§ SET PROBLEM: All of the data below must be repeated exactly.

---------- DATA PROVIDED ----------

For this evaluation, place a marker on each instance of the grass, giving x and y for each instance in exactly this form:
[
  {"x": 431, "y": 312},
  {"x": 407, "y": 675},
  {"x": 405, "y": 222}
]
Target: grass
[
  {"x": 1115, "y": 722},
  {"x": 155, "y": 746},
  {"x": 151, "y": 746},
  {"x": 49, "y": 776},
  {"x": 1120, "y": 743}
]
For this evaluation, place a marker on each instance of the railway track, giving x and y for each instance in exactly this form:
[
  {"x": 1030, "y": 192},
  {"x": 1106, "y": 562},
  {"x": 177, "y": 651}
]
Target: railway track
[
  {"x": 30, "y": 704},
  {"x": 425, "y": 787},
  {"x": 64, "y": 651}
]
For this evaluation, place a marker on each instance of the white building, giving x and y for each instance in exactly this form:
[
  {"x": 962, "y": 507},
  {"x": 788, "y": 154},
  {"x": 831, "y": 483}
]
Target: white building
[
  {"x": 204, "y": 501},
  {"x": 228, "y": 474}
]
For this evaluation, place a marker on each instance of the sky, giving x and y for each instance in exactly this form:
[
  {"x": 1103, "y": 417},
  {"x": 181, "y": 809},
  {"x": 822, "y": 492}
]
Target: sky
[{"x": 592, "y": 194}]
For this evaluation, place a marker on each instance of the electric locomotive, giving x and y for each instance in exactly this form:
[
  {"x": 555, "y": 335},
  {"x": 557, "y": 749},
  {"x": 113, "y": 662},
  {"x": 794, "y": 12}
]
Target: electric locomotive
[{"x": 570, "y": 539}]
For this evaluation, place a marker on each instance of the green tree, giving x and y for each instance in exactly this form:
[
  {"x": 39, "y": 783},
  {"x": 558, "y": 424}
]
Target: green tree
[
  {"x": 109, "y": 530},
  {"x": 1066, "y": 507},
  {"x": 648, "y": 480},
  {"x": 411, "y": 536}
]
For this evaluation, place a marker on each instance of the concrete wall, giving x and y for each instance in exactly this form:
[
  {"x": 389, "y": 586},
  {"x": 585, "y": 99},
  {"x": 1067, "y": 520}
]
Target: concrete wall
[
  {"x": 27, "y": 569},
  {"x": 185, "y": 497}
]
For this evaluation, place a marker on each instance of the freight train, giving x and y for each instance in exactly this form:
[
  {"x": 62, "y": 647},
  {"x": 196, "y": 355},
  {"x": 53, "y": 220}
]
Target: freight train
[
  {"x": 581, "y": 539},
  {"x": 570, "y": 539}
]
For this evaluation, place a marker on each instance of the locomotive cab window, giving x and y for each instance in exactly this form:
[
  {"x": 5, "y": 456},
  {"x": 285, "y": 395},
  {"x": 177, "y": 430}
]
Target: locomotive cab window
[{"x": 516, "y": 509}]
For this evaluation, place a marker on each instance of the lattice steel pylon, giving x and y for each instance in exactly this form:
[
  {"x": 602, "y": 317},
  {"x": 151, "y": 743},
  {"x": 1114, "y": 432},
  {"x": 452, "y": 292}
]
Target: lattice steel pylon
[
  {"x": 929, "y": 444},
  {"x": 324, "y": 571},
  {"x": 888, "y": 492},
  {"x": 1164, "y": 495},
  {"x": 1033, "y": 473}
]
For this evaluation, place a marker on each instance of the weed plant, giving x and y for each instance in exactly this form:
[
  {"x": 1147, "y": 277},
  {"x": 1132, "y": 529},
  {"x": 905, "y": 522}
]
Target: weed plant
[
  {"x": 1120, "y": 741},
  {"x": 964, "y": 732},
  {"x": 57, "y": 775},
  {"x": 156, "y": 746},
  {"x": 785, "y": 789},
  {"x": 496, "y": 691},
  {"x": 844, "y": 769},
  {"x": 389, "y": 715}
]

----------

§ SOLVED EXERCISE:
For this evaluation, place a marker on each instance of the grass, giving x and y for each instance in exactly this form:
[
  {"x": 431, "y": 312},
  {"x": 407, "y": 675},
  {"x": 405, "y": 222}
]
Target: grass
[
  {"x": 1115, "y": 722},
  {"x": 155, "y": 746},
  {"x": 151, "y": 746},
  {"x": 49, "y": 776},
  {"x": 1120, "y": 743}
]
For this evaluation, place a marker on each instance of the railway track, giving x and y for each instance in exactly this form:
[
  {"x": 1030, "y": 192},
  {"x": 1106, "y": 562},
  {"x": 177, "y": 651}
]
Target: railway track
[
  {"x": 30, "y": 704},
  {"x": 425, "y": 787},
  {"x": 64, "y": 651}
]
For this evaluation, place a marker on each instance of the white building, giving x and y for each instance in exactly this form:
[
  {"x": 962, "y": 507},
  {"x": 788, "y": 154},
  {"x": 831, "y": 483}
]
Target: white building
[
  {"x": 204, "y": 501},
  {"x": 228, "y": 474}
]
For this evaluation, place a marker on each instance of the sky, giving x and y for each instance in exactly this form:
[
  {"x": 1103, "y": 417},
  {"x": 181, "y": 809},
  {"x": 822, "y": 492}
]
Target: sky
[{"x": 592, "y": 194}]
For this evaluation, place a marker on each instance of the electric locomotive, giving x and y for each instance in exactly this form:
[
  {"x": 555, "y": 335},
  {"x": 557, "y": 749},
  {"x": 113, "y": 662},
  {"x": 794, "y": 12}
]
Target: electric locomotive
[{"x": 570, "y": 539}]
For this evaluation, place a marker on each instance of the green tree, giving x and y for each instance in exactly this form:
[
  {"x": 39, "y": 783},
  {"x": 558, "y": 424}
]
Target: green tree
[
  {"x": 109, "y": 530},
  {"x": 1066, "y": 507},
  {"x": 648, "y": 480},
  {"x": 411, "y": 536}
]
For this evaluation, place a marker on each instance of the concrete wall, giving x and y for each instance in exactly this form:
[
  {"x": 389, "y": 586},
  {"x": 585, "y": 99},
  {"x": 1067, "y": 520}
]
Target: concrete wall
[
  {"x": 27, "y": 569},
  {"x": 185, "y": 497}
]
For this evaluation, place a marker on each instance of the freight train, giving x and y for each instance in exactly this form:
[
  {"x": 62, "y": 647},
  {"x": 196, "y": 355},
  {"x": 53, "y": 220}
]
Target: freight train
[
  {"x": 581, "y": 539},
  {"x": 570, "y": 539}
]
For this evaluation, place a marker on each instance of the locomotive cab window, giving x and y for each instance in exactly this form:
[
  {"x": 5, "y": 456},
  {"x": 285, "y": 395},
  {"x": 177, "y": 430}
]
Target: locomotive cab window
[{"x": 516, "y": 509}]
For this evaluation, place a marker on each instance of the lattice steel pylon, giving x and y for each instance in exactly this form:
[
  {"x": 602, "y": 317},
  {"x": 151, "y": 743},
  {"x": 1114, "y": 432},
  {"x": 452, "y": 292}
]
Target: lattice steel pylon
[
  {"x": 929, "y": 444},
  {"x": 324, "y": 571},
  {"x": 888, "y": 492},
  {"x": 1164, "y": 495},
  {"x": 1033, "y": 473}
]
For this evaluation, place a marker on each instance of the weed plant, giving x and y for each instance in exactly this form:
[
  {"x": 1147, "y": 277},
  {"x": 1132, "y": 529},
  {"x": 905, "y": 522}
]
Target: weed plant
[
  {"x": 1120, "y": 741},
  {"x": 964, "y": 732},
  {"x": 57, "y": 775},
  {"x": 156, "y": 746},
  {"x": 785, "y": 789},
  {"x": 496, "y": 691},
  {"x": 844, "y": 769},
  {"x": 389, "y": 715}
]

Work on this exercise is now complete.